As Internet-based services have become daily digital consumables for millions of people, opportunities to learn more about users have exploded. The so-called big data deluge has been going on for nearly a decade. The avalanche of human behavioral information has already been effectively exploited by many large Internet companies such Google, Facebook, and Yahoo. This has resulted in several impactful academic studies (e.g., ) as well innumerable changes to the design of the services themselves.
Wide use of data among digital service companies indicates a move toward an evidence-based design approach. Large-scale experimenting and conducting A/B tests have become standard practices. This trend of data-informed decision making has repeatedly revealed that designer intuition, as trialed in experiments, is wrong most of the time . This approach thus forces designers to embrace failure and have a receptive mindset toward continuous design iteration.
The term data-driven design pops up frequently in association with these approaches  but has not yet been defined. To me, data-driven design (DDD) means tools that assist in design research by automating data collection and analysis. Occasionally they may also offer new ideas or help us make decisions. In the near future, I expect to see an emerging cluster of assistive and agentive types of generative design tools.
The assistive tools will help designers to work more effectively by helping in creative tasks. Agentive tools will delegate design tasks to artificial intelligence and minimize human involvement. The relationship between generative and mainstream DDD tools is not yet clear. Today generative tools play a small role, mostly inside other systems, such as in algorithms that control how users are assigned to experiments. How a big disruption will happen in the future is still unknown.
Across application domains, the process of DDD contains some necessary steps. First you collect data; then you aggregate it, combine it with other data, and analyze it. Once you’ve begun to make interpretations, which preferably are hypothesis-guided, you are ready to make data-informed decisions with regard to your design and business questions. Visualizations can be useful for presenting insights to decision makers. How this all happens in detail can vary dramatically in terms of tools and formal processes. But it always begins with data.

RECORDED DATA:
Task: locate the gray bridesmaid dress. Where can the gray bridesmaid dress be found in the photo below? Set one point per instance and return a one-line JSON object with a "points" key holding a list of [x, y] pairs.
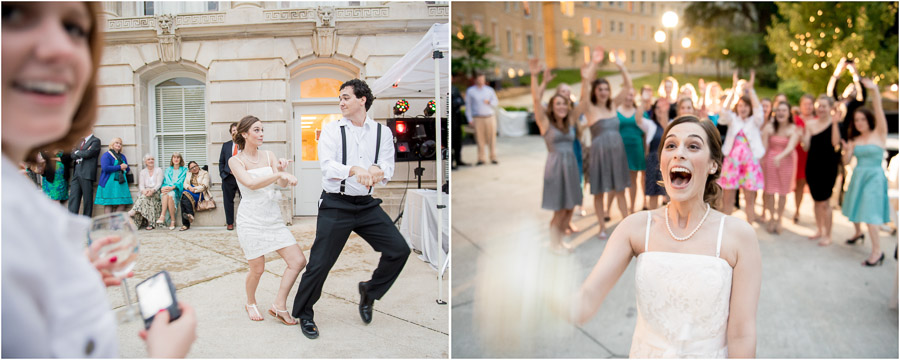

STATED TASK: According to the excerpt on data-driven design, what has data-informed decision making repeatedly revealed about designer intuition? You will not need the data for this.

SOLUTION TO THIS EXERCISE: It has revealed that designer intuition, as trialed in experiments, is wrong most of the time.